* **Check your understanding**
A. In the music roundup, on what date will The Devil's Trade release their fourth album?
B. From the music roundup, quote the passage between "SPELL - NEW" and "worthy Wytch Hazel.", inclusive.

* **Provided text**
=== Begin Enclosure ===
THE DEVIL'S TRADE - VIDEKEK VANNAK IDEBENN

It's a second appearance in Tracks Of The Week for Hungary's dark folky porggers The Devil's Trade. The band will release their fourth album, Vidékek vannak idebenn, which translates as 'There's landscapes within', through Season Of Mist records on July 14, and have just released the title track.

"Vidékek vannak idebenn is the first song I have ever written in Hungarian,"  explains mainman Dávid Makó. "As usual it has a deeply personal layer but it also has another layer that is about the typical Eastern European political struggle: ignoring our history we make the same mistakes again and again till a point where our world gets so rotten and corrupted the only escape seems to be hiding in our own inner worlds. Luckily my inner world is flourishing more than ever."


SPELL - NEW WORLD

Spell are a Canadian progressive-tinged heavy metal duo, brothers Cam and Al Lester, who released their fourth album Tragic Magic last October. They've just released a splendid cover of Strawbs gothic folk prog masterpiece New World, originally from 1972's Grave New World album, which is out now as a split seven-inch single with label mates, the equally worthy Wytch Hazel.
=== End Enclosure ===
* **Data extracts**
=== Begin Enclosure ===
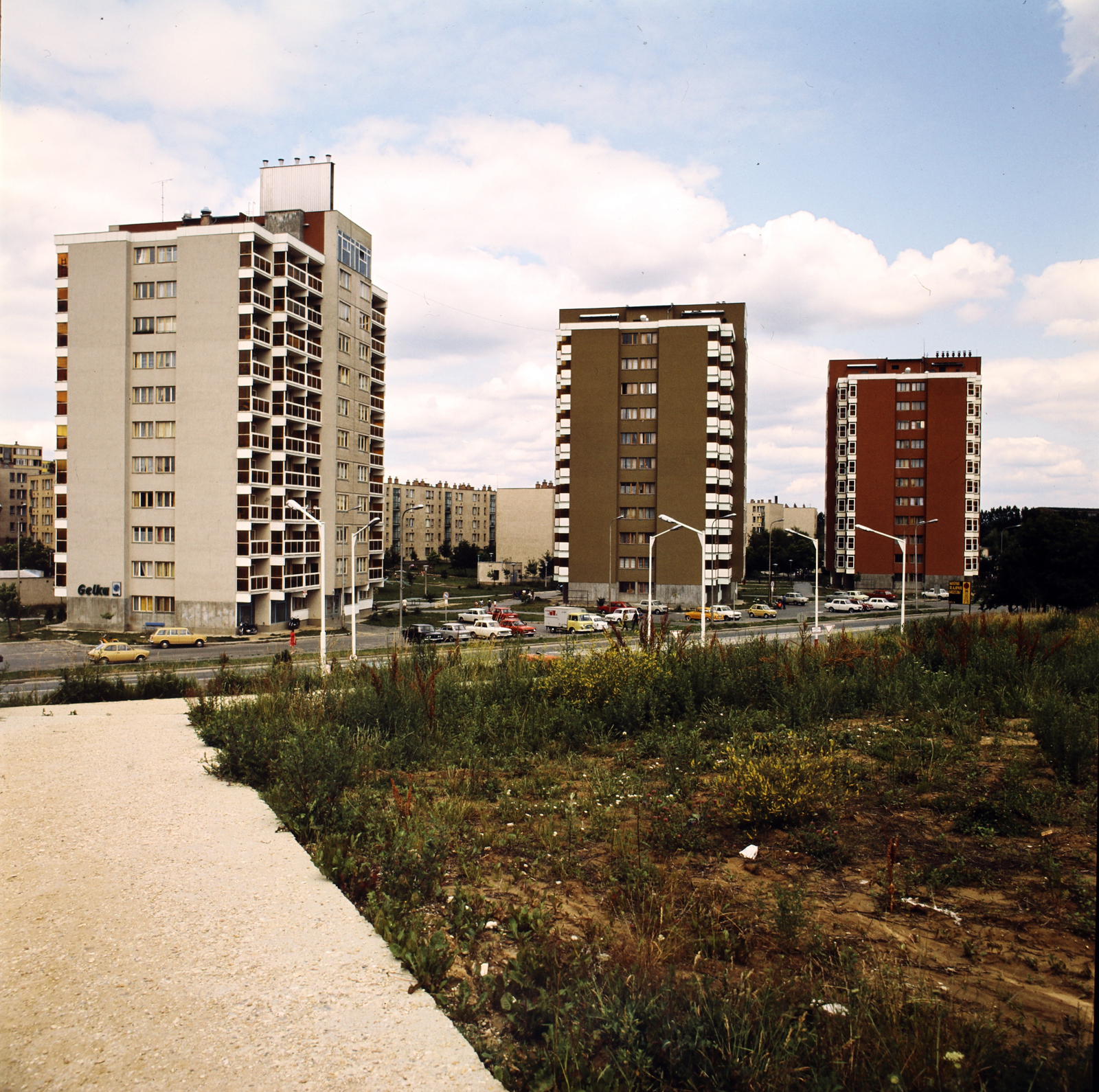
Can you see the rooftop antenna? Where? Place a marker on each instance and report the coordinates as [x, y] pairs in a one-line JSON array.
[[161, 183]]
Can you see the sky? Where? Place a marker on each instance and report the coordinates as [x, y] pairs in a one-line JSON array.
[[871, 181]]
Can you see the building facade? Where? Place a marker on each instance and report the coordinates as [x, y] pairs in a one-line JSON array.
[[450, 514], [210, 370], [525, 523], [651, 421], [904, 457], [767, 514]]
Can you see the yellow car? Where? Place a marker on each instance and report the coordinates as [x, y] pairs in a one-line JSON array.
[[170, 635], [115, 652]]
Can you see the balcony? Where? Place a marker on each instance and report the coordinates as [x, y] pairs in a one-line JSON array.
[[254, 262]]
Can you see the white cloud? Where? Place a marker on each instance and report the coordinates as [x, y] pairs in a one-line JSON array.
[[1080, 43], [1065, 297]]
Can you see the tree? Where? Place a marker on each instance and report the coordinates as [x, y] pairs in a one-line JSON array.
[[1047, 562]]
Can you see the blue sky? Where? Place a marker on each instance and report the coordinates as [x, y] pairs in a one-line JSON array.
[[870, 179]]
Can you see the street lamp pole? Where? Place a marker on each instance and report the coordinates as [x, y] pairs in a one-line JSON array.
[[817, 569], [651, 541], [354, 590], [610, 554], [701, 540], [400, 566], [903, 545], [309, 516]]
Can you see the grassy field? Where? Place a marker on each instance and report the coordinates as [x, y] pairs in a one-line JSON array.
[[554, 850]]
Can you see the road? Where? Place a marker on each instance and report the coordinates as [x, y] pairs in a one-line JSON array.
[[45, 658]]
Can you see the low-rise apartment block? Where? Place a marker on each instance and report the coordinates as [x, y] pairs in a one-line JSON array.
[[210, 370]]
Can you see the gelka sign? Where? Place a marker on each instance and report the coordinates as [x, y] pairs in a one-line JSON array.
[[115, 589]]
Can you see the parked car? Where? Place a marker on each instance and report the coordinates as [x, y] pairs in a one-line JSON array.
[[455, 632], [486, 630], [422, 633], [843, 606], [173, 635], [518, 628], [115, 652]]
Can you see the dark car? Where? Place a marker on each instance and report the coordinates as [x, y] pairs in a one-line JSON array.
[[423, 634]]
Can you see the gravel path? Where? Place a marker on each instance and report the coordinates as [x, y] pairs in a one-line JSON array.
[[157, 933]]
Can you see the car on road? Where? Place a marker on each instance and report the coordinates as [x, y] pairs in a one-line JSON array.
[[455, 632], [117, 652], [168, 636], [422, 633], [844, 606], [717, 613], [485, 628]]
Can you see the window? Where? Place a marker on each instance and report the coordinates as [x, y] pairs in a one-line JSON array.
[[353, 254]]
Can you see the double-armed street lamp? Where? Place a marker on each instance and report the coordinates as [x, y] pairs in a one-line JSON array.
[[400, 565], [309, 516], [903, 546], [354, 591]]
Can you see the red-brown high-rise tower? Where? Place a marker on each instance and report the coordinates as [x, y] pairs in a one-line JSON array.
[[904, 457]]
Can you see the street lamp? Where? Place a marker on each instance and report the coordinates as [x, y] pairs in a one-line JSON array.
[[817, 569], [354, 590], [903, 544], [652, 538], [701, 540], [916, 557], [309, 516], [610, 554], [400, 566]]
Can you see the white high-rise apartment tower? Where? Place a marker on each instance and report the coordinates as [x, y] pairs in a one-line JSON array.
[[209, 370]]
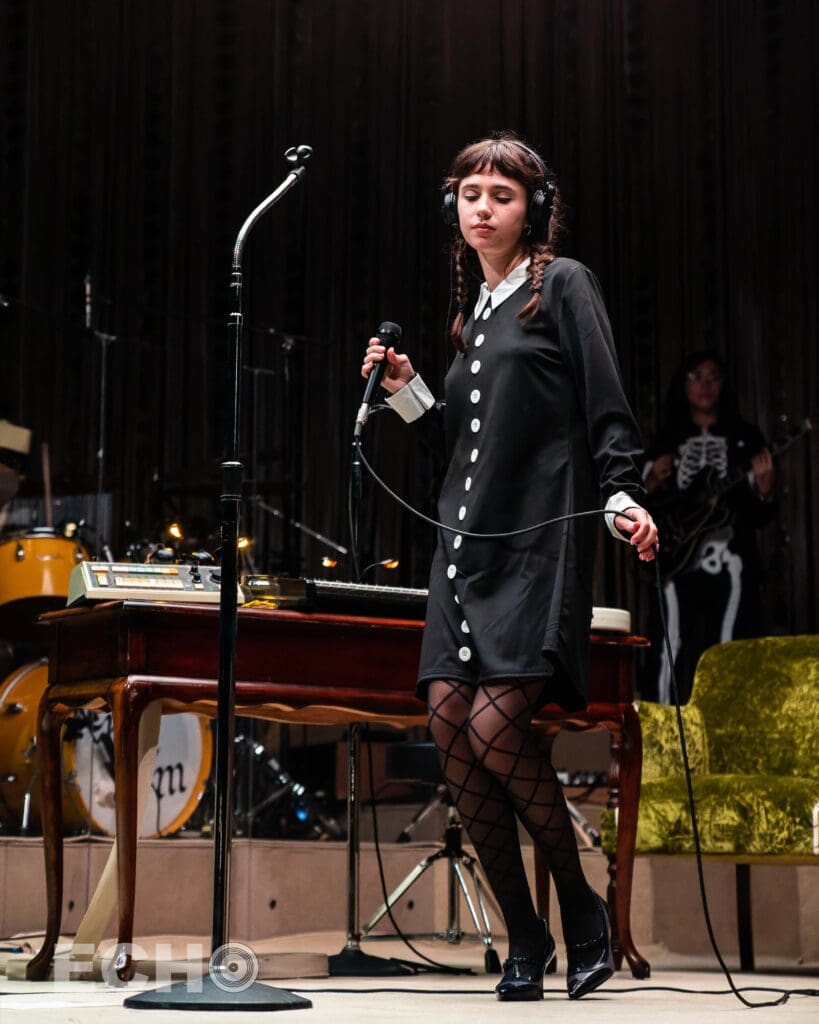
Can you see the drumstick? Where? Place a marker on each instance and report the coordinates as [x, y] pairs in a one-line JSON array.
[[46, 482]]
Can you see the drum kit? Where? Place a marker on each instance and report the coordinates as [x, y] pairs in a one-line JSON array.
[[35, 567], [34, 579], [36, 562]]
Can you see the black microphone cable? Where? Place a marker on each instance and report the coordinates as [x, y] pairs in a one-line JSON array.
[[785, 993]]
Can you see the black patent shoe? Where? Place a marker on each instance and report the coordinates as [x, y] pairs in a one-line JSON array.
[[590, 963], [523, 976]]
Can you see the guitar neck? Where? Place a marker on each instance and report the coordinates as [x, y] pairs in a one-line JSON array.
[[775, 449]]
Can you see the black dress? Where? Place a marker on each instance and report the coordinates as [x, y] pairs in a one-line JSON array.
[[537, 426]]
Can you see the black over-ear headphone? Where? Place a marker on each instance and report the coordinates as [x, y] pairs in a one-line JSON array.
[[540, 202]]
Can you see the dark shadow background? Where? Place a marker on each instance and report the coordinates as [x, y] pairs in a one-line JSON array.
[[135, 138]]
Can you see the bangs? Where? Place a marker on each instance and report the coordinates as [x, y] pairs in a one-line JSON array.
[[497, 157]]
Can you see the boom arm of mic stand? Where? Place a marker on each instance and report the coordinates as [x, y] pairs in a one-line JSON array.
[[231, 472]]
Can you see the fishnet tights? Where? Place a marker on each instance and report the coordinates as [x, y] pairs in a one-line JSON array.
[[496, 773]]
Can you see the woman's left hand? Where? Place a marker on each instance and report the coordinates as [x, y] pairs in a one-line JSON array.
[[643, 530]]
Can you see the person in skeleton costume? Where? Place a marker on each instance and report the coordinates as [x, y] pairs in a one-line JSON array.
[[716, 596]]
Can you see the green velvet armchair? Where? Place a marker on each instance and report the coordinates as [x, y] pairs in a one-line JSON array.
[[752, 739]]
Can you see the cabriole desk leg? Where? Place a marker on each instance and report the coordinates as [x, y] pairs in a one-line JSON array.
[[126, 709], [631, 771], [49, 729]]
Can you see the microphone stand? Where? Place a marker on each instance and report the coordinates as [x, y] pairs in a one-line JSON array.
[[229, 983]]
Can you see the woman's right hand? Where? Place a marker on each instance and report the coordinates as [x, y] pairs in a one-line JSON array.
[[399, 369]]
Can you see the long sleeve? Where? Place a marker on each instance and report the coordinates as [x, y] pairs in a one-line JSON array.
[[589, 347]]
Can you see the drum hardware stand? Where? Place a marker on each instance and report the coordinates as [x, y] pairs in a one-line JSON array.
[[458, 861], [352, 961], [325, 825], [102, 550], [229, 983], [278, 514], [256, 373]]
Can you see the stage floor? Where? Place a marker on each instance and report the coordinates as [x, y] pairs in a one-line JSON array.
[[433, 997]]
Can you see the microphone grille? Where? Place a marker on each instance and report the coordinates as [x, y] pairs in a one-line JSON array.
[[391, 329]]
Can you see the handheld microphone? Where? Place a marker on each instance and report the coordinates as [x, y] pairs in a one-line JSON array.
[[390, 336]]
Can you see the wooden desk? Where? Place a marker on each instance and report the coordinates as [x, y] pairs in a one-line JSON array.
[[291, 667]]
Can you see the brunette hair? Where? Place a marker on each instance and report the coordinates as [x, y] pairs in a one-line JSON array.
[[678, 414], [504, 154]]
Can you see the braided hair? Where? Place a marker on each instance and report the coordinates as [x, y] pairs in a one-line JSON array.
[[504, 154]]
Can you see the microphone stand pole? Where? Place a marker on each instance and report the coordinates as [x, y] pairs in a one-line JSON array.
[[230, 982]]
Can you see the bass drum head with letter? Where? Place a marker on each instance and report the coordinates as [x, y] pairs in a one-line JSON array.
[[183, 764]]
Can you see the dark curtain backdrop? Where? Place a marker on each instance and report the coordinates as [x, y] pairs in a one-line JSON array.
[[136, 136]]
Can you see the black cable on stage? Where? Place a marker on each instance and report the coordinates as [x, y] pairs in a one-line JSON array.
[[785, 993], [631, 990], [694, 825], [466, 532]]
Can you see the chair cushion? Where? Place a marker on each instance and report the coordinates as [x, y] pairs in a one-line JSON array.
[[661, 755], [758, 698], [737, 814]]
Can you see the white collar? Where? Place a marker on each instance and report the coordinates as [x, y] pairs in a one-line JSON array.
[[504, 289]]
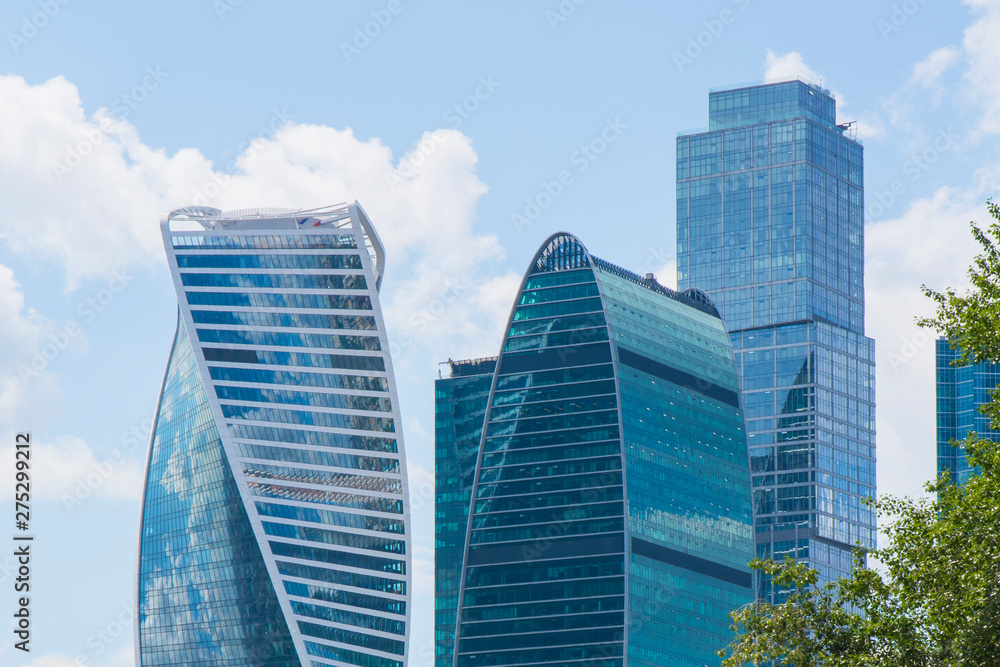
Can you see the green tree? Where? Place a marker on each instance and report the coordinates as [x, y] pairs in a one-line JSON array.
[[934, 601]]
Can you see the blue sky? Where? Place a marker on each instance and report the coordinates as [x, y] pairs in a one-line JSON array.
[[450, 122]]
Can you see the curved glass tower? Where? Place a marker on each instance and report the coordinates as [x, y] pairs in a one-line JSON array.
[[610, 518], [275, 526]]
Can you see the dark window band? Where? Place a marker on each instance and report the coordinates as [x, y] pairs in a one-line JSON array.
[[678, 377], [689, 562]]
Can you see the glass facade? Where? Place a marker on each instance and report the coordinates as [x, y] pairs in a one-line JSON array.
[[770, 207], [274, 528], [610, 517], [459, 410], [960, 393]]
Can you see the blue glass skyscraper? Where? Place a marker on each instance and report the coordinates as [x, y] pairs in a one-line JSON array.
[[610, 521], [274, 527], [770, 203], [460, 401], [961, 391]]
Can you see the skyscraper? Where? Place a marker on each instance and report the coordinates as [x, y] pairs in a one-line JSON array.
[[459, 411], [610, 518], [275, 527], [770, 203], [961, 391]]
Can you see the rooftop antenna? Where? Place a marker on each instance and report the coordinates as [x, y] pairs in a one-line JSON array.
[[850, 127]]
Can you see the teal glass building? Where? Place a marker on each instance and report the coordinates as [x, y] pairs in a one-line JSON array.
[[610, 519], [961, 391], [460, 401], [770, 203], [274, 529]]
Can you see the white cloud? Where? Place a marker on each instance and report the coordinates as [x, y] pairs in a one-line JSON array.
[[928, 244], [789, 65], [930, 69], [982, 49], [792, 65], [29, 342], [124, 657], [101, 211], [67, 471]]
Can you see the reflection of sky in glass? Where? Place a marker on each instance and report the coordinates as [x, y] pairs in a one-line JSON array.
[[203, 588]]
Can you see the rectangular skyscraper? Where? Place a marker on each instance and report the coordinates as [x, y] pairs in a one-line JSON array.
[[459, 410], [960, 393], [770, 203]]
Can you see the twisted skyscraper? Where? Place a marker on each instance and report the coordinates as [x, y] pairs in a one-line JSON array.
[[275, 528]]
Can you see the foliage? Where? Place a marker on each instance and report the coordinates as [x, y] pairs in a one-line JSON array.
[[934, 601]]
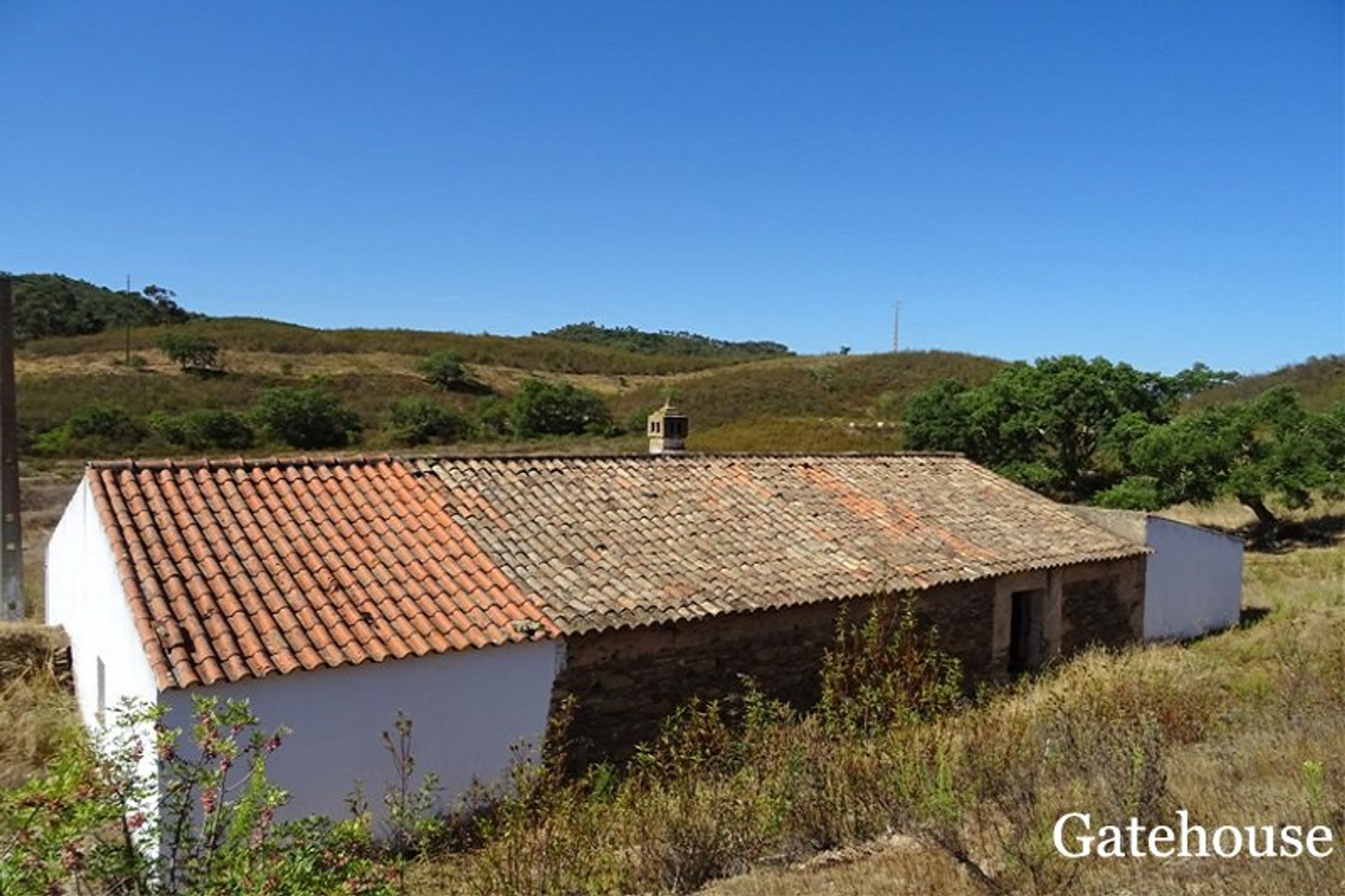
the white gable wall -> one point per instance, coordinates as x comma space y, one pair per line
1194, 584
469, 708
84, 595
=== End Enclosure ===
* **Numbered answers**
A. July 14

B.
SPELL - NEW WORLD

Spell are a Canadian progressive-tinged heavy metal duo, brothers Cam and Al Lester, who released their fourth album Tragic Magic last October. They've just released a splendid cover of Strawbs gothic folk prog masterpiece New World, originally from 1972's Grave New World album, which is out now as a split seven-inch single with label mates, the equally worthy Wytch Hazel.